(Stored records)
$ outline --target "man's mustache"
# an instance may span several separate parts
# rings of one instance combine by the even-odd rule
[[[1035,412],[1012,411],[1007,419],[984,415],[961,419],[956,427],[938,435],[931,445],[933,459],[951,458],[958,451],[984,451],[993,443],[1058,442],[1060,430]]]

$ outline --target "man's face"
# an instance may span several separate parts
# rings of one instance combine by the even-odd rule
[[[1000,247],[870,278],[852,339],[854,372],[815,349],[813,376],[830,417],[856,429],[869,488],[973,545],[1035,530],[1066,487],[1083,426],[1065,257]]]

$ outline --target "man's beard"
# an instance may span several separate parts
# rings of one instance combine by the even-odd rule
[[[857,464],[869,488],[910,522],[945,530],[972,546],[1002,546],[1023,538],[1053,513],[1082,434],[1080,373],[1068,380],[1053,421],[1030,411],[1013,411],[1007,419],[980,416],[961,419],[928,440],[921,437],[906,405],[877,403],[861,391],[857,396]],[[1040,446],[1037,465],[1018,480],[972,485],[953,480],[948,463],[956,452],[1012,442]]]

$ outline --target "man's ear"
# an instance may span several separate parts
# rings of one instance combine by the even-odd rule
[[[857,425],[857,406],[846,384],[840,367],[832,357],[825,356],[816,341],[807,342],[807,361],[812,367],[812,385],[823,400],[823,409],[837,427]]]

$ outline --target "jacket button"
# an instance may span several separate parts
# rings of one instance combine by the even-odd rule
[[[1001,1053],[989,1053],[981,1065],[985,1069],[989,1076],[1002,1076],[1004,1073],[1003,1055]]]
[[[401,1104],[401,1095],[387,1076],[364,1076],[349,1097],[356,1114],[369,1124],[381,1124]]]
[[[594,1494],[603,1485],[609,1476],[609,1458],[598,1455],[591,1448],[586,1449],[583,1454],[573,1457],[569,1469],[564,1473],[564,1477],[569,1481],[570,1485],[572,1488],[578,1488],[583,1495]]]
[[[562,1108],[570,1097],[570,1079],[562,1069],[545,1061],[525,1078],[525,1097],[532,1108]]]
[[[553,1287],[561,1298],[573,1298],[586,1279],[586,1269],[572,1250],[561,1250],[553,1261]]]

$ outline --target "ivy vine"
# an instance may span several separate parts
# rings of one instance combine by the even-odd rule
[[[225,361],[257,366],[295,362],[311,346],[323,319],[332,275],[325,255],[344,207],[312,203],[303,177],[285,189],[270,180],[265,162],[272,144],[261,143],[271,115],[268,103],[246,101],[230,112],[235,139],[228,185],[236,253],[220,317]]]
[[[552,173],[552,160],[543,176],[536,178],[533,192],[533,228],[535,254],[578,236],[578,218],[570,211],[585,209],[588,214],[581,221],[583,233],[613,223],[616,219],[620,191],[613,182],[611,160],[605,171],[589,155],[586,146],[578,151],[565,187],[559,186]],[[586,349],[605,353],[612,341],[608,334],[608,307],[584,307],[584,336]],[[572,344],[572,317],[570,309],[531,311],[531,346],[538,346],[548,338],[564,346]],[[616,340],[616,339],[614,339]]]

▶ **GOAL OF THE EXERCISE**
Copy all the records exactly so that no character differs from the source.

▶ **ANSWER BOX**
$ outline --target "man's mustache"
# an instance may span several separate parts
# rings of one instance combine by the even-odd rule
[[[1035,412],[1012,411],[1007,419],[984,415],[961,419],[956,427],[938,435],[931,445],[933,459],[951,458],[958,451],[984,451],[993,443],[1058,442],[1060,430]]]

$ outline --target "man's face"
# an instance may span several separate parts
# rings of one instance combine by the even-odd rule
[[[1000,247],[870,278],[852,339],[854,372],[815,349],[813,376],[830,417],[856,429],[869,488],[973,545],[1035,530],[1066,487],[1083,426],[1065,257]]]

$ outline --target "man's beard"
# an instance may span several separate parts
# rings of one instance combine by the even-odd rule
[[[857,464],[869,488],[910,522],[945,530],[972,546],[1002,546],[1023,538],[1053,513],[1082,434],[1080,373],[1068,380],[1053,421],[1030,411],[1013,411],[1007,419],[980,416],[961,419],[928,440],[921,437],[906,405],[877,403],[861,391],[857,396]],[[1040,446],[1037,465],[1018,480],[972,485],[953,480],[948,463],[956,452],[1012,442]]]

$ outline --target "man's ear"
# an instance may span several separate parts
# rings of one instance combine by the even-odd rule
[[[857,425],[857,406],[846,384],[840,367],[832,357],[825,356],[816,341],[807,342],[807,361],[812,367],[812,385],[823,400],[823,409],[837,427]]]

$ outline --target "jacket button"
# an instance may span several separate parts
# rings of one instance combine by the even-odd rule
[[[1001,1053],[989,1053],[981,1065],[985,1069],[989,1076],[1002,1076],[1004,1073],[1003,1055]]]
[[[401,1104],[401,1095],[387,1076],[364,1076],[349,1097],[356,1114],[369,1124],[381,1124]]]
[[[594,1494],[603,1485],[609,1476],[609,1458],[598,1455],[591,1448],[586,1449],[583,1454],[573,1457],[569,1469],[564,1473],[564,1477],[569,1481],[570,1485],[572,1488],[578,1488],[583,1495]]]
[[[562,1108],[570,1097],[570,1079],[562,1069],[545,1061],[525,1078],[525,1097],[532,1108]]]
[[[553,1287],[561,1298],[573,1298],[586,1279],[586,1269],[572,1250],[561,1250],[553,1261]]]

$ outline --target "ivy vine"
# an instance may span several separate parts
# rings of one instance combine by the even-odd rule
[[[225,361],[257,366],[295,362],[311,346],[323,319],[332,275],[325,255],[344,207],[312,203],[303,177],[285,189],[270,180],[265,162],[272,144],[261,143],[271,115],[268,103],[246,101],[230,112],[235,139],[228,185],[236,253],[220,317]]]
[[[552,173],[552,160],[543,176],[536,178],[533,192],[533,228],[535,254],[578,236],[578,218],[570,211],[585,209],[588,214],[581,221],[583,233],[613,223],[616,219],[620,191],[613,182],[611,160],[605,171],[589,155],[586,146],[578,151],[565,187],[559,186]],[[586,349],[605,353],[612,341],[608,334],[608,307],[584,307],[584,336]],[[572,344],[572,317],[570,309],[531,311],[531,346],[538,346],[548,338],[564,346]],[[616,340],[616,339],[614,339]]]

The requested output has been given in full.